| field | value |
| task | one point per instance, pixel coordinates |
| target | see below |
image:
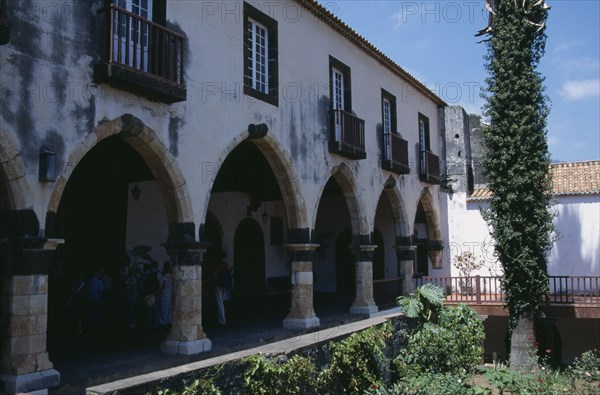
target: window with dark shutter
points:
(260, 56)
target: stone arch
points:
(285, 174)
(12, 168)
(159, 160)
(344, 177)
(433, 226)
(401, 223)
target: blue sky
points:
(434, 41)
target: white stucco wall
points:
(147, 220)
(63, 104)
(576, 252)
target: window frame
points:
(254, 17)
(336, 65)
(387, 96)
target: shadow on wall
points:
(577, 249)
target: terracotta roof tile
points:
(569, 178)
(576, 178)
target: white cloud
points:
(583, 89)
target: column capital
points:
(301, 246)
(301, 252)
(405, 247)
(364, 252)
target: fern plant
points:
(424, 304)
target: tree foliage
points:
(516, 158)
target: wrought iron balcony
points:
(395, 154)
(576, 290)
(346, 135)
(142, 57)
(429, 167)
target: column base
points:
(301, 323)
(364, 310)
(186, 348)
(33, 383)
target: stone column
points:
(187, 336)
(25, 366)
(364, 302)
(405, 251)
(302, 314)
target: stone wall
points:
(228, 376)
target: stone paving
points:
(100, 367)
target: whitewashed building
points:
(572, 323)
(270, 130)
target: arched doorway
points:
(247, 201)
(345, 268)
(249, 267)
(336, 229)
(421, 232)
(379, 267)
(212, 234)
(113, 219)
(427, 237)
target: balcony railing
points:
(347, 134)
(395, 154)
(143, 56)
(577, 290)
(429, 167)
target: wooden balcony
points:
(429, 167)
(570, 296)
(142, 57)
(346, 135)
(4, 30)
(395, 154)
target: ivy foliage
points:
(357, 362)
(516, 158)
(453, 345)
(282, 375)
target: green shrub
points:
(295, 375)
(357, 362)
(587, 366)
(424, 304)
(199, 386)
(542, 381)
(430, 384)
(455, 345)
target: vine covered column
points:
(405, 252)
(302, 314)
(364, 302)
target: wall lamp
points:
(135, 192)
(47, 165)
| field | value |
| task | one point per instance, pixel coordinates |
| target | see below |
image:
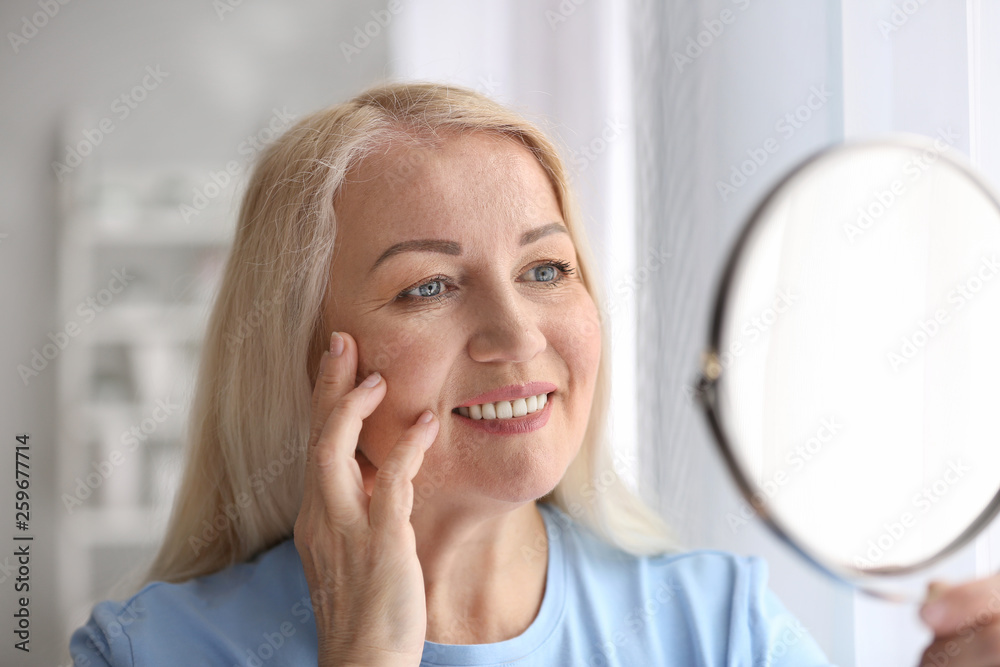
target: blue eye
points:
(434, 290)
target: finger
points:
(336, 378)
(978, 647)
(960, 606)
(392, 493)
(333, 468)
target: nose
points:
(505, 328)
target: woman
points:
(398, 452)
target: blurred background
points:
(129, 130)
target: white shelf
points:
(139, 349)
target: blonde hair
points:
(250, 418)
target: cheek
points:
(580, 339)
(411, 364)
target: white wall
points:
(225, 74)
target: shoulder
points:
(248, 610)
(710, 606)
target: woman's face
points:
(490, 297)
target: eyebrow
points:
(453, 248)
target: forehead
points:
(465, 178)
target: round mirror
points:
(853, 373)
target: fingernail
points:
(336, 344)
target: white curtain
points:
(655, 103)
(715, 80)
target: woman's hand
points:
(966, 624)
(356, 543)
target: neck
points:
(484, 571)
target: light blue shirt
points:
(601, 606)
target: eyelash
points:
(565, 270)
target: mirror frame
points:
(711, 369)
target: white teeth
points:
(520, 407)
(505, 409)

* _Aim of the task_
Copy out every line from the one holding "target: shoulder" through the end of the lines, both ends included, and multiply each point coordinate by 2.55. Round the results to whole numbers, with halves going up, and leave everything else as it is.

* _Correct result_
target: shoulder
points:
(632, 1556)
(1811, 1545)
target: woman's face
points:
(1250, 757)
target: eyebrow
points:
(1155, 632)
target: forehead
points:
(1186, 454)
target: round mirror
points:
(2175, 951)
target: fingernail
points:
(857, 877)
target: white curtain
points:
(1670, 263)
(1823, 204)
target: woman's hand
points:
(2463, 1591)
(908, 1385)
target: neck
points:
(1234, 1456)
target: light blue shirt
points:
(1533, 1545)
target: eyelash
points:
(1441, 689)
target: mirror frame
points:
(1813, 941)
target: white teeth
points:
(1326, 1038)
(1288, 1043)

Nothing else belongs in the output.